* Written task: Which semiconductor companies does the SunPower announcement say Kapil Rai worked for? List every one.

* Passage to read:

OREM, Utah, Feb. 11, 2026 (GLOBE NEWSWIRE) -- SunPower Inc. (herein “SunPower,” the “Company,” or Nasdaq: “SPWR”) a solar technology, services, and installation company, today announced the promotion of Kapil Rai to be EVP of the New Homes division, which also includes the Multifamily and Light Commercial (C&I) segments. His mandate is to strengthen partnerships with builders, installation partners, financing companies, OEM suppliers, and customers nationwide.

Kapil brings over 20 years of global P&L leadership from the semiconductor industry, where he worked for Future Electronics, Maxim Integrated, Cypress Semiconductor, and Microchip Technology.

SunPower CEO, T.J. Rodgers, said, “Our New Homes division lost customers following the old-SunPower bankruptcy in 2024, but we now see a turnaround. We expect the division to double in size in 2026, and its project pipeline to exceed $100 million by year end. This momentum is underpinned by the recent acquisition of Cobalt Power, the No. 1 solar company in Silicon Valley, which Kapil successfully completed. Since joining SunPower last fall, he has moved quickly to rebuild the New Homes organization, re-established critical relationships, strengthened operations, and rigorous quality standards. Kapil previously delivered similar results in Cypress’s Microcontroller Division, where he raised its Net Promoter Score (NPS) by more than 40 points.”

Kapil Rai, EVP New Homes division said, “I am honored to have the opportunity to guide the transformation of the New Homes division. SunPower’s culture is rapidly becoming one of transparency, accountability, and zero-defects – values I’ve learned are essential in delivering long-lasting customer – and shareholder – value.”

About SunPower
SunPower (Nasdaq: SPWR) is a leading residential solar services provider in North America. The Company’s digital platform and installation services support energy needs for customers wishing to make the transition to a more energy-efficient lifestyle. For more information visit www.sunpower.com.

* Entries supplied:

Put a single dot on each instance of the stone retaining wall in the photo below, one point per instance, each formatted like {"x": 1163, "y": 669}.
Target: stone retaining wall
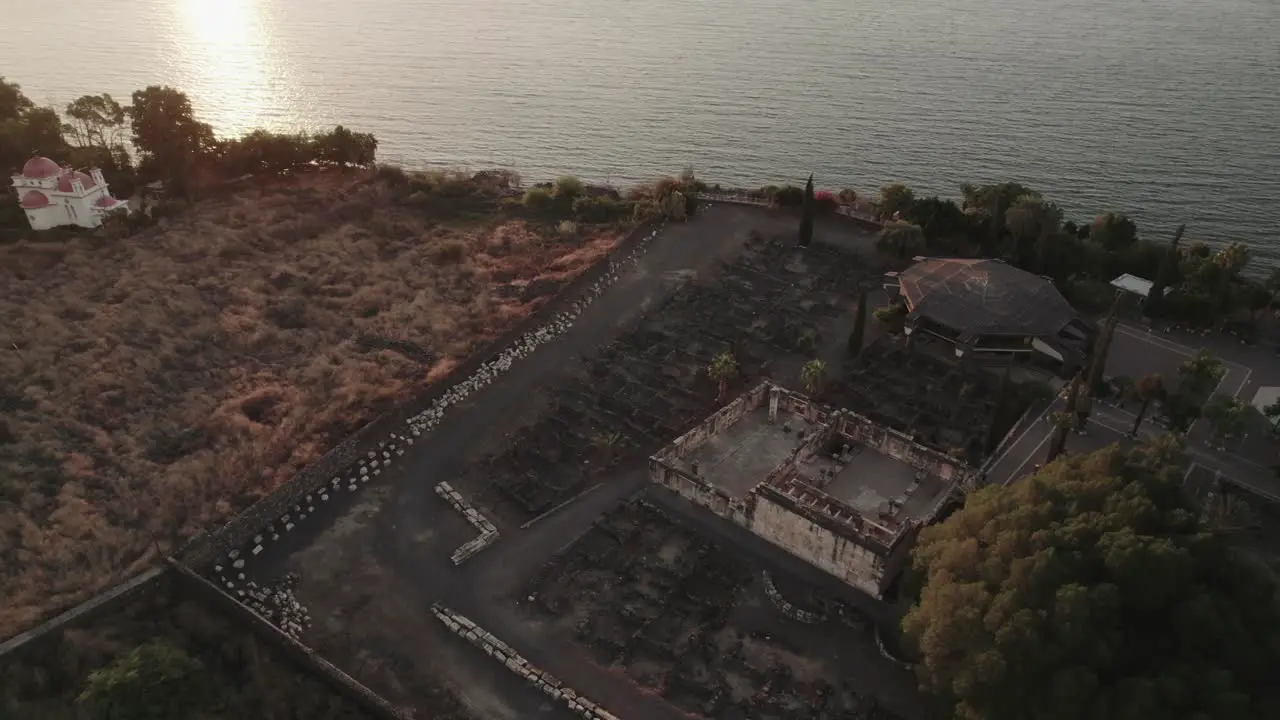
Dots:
{"x": 504, "y": 654}
{"x": 86, "y": 611}
{"x": 786, "y": 607}
{"x": 306, "y": 659}
{"x": 420, "y": 414}
{"x": 488, "y": 532}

* Answer below: Future Electronics, Maxim Integrated, Cypress Semiconductor, Microchip Technology